[Records drawn from a dataset]
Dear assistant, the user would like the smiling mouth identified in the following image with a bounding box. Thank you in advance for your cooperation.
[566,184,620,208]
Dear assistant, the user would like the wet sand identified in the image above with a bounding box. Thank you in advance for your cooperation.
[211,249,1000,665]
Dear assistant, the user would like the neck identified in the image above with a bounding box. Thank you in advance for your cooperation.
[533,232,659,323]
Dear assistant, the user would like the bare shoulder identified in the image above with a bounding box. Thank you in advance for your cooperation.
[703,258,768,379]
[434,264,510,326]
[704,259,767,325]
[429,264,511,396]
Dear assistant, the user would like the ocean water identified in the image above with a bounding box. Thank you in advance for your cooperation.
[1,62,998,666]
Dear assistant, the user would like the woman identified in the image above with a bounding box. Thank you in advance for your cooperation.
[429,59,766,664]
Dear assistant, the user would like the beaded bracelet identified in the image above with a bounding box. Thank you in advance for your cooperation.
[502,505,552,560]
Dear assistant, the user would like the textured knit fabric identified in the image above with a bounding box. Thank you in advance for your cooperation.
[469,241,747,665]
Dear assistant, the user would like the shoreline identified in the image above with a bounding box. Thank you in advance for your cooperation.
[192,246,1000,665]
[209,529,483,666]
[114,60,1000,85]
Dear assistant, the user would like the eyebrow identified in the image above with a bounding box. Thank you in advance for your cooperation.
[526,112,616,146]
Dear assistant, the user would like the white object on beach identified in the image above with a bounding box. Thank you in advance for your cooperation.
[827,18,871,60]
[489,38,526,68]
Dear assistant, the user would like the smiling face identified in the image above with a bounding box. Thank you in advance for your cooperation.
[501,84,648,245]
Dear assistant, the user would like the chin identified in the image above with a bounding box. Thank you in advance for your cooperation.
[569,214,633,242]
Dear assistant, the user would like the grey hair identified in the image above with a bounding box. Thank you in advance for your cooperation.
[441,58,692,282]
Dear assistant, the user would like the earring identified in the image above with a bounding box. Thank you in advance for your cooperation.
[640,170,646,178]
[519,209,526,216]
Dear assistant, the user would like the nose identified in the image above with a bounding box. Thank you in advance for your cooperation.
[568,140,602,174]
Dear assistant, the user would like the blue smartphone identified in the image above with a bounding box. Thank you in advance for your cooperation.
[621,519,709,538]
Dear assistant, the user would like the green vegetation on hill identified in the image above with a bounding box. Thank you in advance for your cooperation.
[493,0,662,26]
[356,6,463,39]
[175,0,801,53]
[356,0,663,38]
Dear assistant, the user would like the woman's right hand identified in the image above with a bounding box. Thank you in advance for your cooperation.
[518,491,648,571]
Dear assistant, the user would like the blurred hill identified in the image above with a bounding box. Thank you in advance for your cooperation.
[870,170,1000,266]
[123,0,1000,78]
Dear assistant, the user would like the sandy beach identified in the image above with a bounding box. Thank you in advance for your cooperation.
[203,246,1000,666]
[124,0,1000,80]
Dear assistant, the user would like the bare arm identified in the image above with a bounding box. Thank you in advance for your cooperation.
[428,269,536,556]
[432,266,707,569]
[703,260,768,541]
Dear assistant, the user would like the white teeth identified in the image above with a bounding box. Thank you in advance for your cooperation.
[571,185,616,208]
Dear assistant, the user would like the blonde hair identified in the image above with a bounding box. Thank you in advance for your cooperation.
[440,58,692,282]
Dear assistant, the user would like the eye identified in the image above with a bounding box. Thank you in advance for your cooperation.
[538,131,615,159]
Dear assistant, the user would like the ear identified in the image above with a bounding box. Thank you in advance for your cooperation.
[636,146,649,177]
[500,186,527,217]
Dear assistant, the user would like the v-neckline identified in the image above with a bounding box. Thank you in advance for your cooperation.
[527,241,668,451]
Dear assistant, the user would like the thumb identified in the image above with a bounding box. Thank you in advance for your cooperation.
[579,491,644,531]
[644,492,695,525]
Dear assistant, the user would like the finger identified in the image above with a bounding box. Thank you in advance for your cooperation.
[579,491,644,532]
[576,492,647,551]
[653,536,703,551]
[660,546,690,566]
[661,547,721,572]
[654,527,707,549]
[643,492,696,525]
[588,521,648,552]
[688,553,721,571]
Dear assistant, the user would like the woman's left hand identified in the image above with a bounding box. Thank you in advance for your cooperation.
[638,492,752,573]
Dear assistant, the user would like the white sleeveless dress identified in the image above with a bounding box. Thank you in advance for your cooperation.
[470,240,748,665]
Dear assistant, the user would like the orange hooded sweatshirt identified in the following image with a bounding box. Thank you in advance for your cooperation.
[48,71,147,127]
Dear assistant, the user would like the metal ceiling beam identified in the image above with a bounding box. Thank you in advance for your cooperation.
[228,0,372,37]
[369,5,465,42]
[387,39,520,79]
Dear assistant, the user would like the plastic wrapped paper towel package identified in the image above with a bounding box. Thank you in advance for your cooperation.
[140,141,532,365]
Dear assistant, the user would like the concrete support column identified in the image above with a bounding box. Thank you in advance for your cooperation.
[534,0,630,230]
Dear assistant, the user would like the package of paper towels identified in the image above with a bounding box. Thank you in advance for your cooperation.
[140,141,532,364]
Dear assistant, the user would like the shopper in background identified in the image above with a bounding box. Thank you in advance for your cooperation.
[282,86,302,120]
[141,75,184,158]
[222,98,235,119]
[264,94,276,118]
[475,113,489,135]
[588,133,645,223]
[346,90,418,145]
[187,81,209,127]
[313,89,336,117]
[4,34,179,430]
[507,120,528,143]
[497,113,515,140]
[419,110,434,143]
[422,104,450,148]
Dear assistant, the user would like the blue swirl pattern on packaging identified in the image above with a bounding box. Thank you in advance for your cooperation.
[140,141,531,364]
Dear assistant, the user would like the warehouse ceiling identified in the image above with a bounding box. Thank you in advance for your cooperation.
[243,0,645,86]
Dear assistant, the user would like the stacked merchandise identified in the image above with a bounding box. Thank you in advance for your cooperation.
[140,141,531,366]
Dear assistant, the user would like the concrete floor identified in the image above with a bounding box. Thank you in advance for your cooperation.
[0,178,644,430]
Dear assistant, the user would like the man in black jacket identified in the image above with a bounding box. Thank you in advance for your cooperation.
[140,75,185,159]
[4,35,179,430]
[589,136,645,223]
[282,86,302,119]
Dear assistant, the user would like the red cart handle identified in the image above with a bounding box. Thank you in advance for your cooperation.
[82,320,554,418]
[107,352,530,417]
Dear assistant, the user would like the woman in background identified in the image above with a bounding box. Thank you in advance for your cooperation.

## PROBLEM DESCRIPTION
Please write out the entries exactly, keeping every line intact.

## OUTPUT OF THE EXERCISE
Dear assistant, the user would like the smiling mouth identified in the following image with a bounding box. Thank you in advance for your cooperation.
[566,184,620,208]
Dear assistant, the user would like the wet sand identified in the image above with a bounding box. Thank you in advance for your cooperation.
[211,249,1000,665]
Dear assistant, the user would like the neck identified in the image above with a bounding box. Thank you in advance for your cooperation.
[533,232,659,323]
Dear assistant, the user would like the bare shoulder identified in the image above with a bounding box. Thank you in advance for your cooperation.
[703,258,768,379]
[434,264,510,326]
[704,259,767,325]
[429,264,511,396]
Dear assistant, the user would like the ocean water identified in the image above with a bounding box. Thank you in advance for your cooperation.
[1,62,998,666]
Dear assistant, the user would like the woman identified in the image above with a bounding box. Thank you in advance for your cooperation.
[429,59,766,664]
Dear assistant, the user would like the beaded bracelet identified in the image above with a bounding box. Thank you in advance for your cooperation.
[502,505,552,560]
Dear assistant, the user would like the textured knit fabric identified in the image above with a bounding box. Thank you in advance for your cooperation.
[469,241,747,665]
Dear assistant, the user would like the shoreline identified in the image above with a bounding box. Thank you in advance for your cooperation.
[192,246,1000,665]
[209,529,483,666]
[114,60,1000,85]
Dear assistant, the user would like the eyebrow identified in the image above with a bounding box. Thank you in advance for your cooperation.
[526,112,616,146]
Dear assistant, the user would like the white object on beach identified in the image above with a bounding box. Thank you in advance for your cooperation.
[827,18,871,60]
[489,38,526,68]
Dear assistant, the user would like the smiling face identified in the image above with a bounding box. Thank you in advance for your cooperation.
[501,84,648,245]
Dear assistant, the user would like the chin identified in the image above with a bounding box. Thank you in advance for your cooperation.
[569,214,633,242]
Dear assistant, the user would like the grey hair identified in the image above with a bounding box. Thank you in advance for your cooperation.
[441,58,692,282]
Dear assistant, the user would like the earring identified in the image above with a bounding box. Thank you in advance for your cooperation.
[640,170,646,178]
[519,209,526,216]
Dear assistant, the user would like the nose identified in the image above with a bounding box. Thank you in advance for your cooperation.
[568,140,602,174]
Dear assistant, the user would like the blue smartphone identified in the image above with a bounding box. Thank you in advance for your cooperation.
[621,519,709,538]
Dear assistant, the user would like the green vegetation on hill identified in the image above with a bounding box. Thank you in advance for your cooperation.
[493,0,662,26]
[356,6,463,39]
[175,0,801,53]
[356,0,663,38]
Dear assistant, the user would like the woman's right hand identified in the image above with a bounding box. Thank you in advance for your cooperation.
[518,491,648,571]
Dear assistant, the user would like the blurred hill identified in the image above with a bounding box. Thank you in advance for your cooperation.
[870,170,1000,266]
[123,0,1000,78]
Dear assistant, the user would like the sandy beach identified in the image above with a bounding box. Thank you in advance for your cooperation.
[203,246,1000,666]
[124,0,1000,80]
Dear assistant, the user would like the bare arm identified in the image above with a bounding box. Thank you in advance for your cooperation.
[428,269,536,556]
[432,266,707,569]
[703,260,768,541]
Dear assistant, the user would like the white teeth identified in the image above with a bounding box. Thank you in advance for your cooperation.
[571,185,616,208]
Dear assistant, the user would like the blonde hair identified in the image above with a bounding box. Thank you in advance for your cooperation.
[440,58,692,282]
Dear assistant, the user would like the eye identified in the image above with a bounding box. Thank you in advance for your cooperation.
[538,131,615,159]
Dear assistant, the user would like the ear identified in the image above with a bounding box. Thank you in advance for your cooperation.
[636,146,649,177]
[500,186,527,217]
Dear assistant, the user would like the v-neckline identified in the image above with a bounding box. Thank you in advance for your cooperation.
[527,241,668,451]
Dear assistant, the user would like the thumb identified in the image above with a bounding box. Thank you in advance for your cooperation.
[579,491,644,531]
[644,492,695,525]
Dear assistant, the user would like the finger identified in the image above with a bounding box. Thank you in advance for your cooperation.
[579,491,644,532]
[576,492,647,551]
[653,536,703,551]
[660,546,690,566]
[661,547,721,572]
[654,527,707,549]
[643,492,696,525]
[588,521,648,552]
[688,553,721,571]
Dear assistant, the user would like the woman's left hand identified in the image above with a bounding box. Thank you in advance for your cooperation.
[638,492,752,573]
Dear assistant, the user would like the white sleeveless dress identified in the image above with a bounding box. Thank you in advance for your cooperation.
[470,240,748,665]
Dear assistant, the user would like the orange hooded sweatshirt identified in the following image with a bounding box. Thank you in advance for your cooperation.
[48,71,147,127]
Dear assistant, the user would like the metal ceiling beam identified in the image above with a bounding box. Thank you in advance for your cooperation.
[228,0,372,37]
[369,5,465,42]
[387,39,520,79]
Dear assistant, the user would like the plastic wrapped paper towel package identified in the image above with a bounding box. Thank you in advance for your cooperation.
[140,141,532,365]
Dear assistant, the user would like the concrete support column identified in the image above with a bounding box. Thank you in advance for your cooperation.
[534,0,630,230]
Dear assistant, the user would like the package of paper towels identified in the image above with a bounding box. Thank you in advance for your cooperation.
[140,141,532,364]
Dear assistant, the user would like the shopper in background identified in the image above with a bounding box. Thank you in advance for your cooperation.
[282,86,302,120]
[141,75,184,158]
[222,98,235,119]
[264,94,276,118]
[475,113,489,135]
[588,133,645,223]
[346,90,418,145]
[187,81,209,127]
[313,89,336,117]
[4,34,179,430]
[507,120,528,143]
[497,113,515,140]
[419,110,434,143]
[422,104,450,148]
Dear assistant, the user would like the blue swirl pattern on packaging identified in the image above with a bounding box. Thank you in advance for your cooperation.
[140,141,531,364]
Dear assistant, the user would like the warehouse ceiling identified in the image above with a bounding box. Thank you in advance for your cooperation.
[243,0,645,86]
Dear assistant, the user would like the stacked merchandise identified in the image above with a bounding box. Thank you in advance for your cooperation.
[140,141,531,366]
Dear assistant, the user would like the concrete floor identified in the image above with a bounding box. Thank you in advance for your cooperation.
[0,178,644,430]
Dear assistant, the user would like the man in black jacket identified in the image above with a bounding box. Thank you in advance for your cooperation.
[140,75,185,159]
[4,35,179,430]
[589,136,645,223]
[282,86,302,119]
Dear assistant, the user would like the red cart handle identified in the image above with a bounding box. Thank you in advance for your cooperation.
[82,320,554,418]
[107,352,530,417]
Dear assistant, the user would like the woman in background identified in the image above with a bounding box. Thank you in advance for your cooperation.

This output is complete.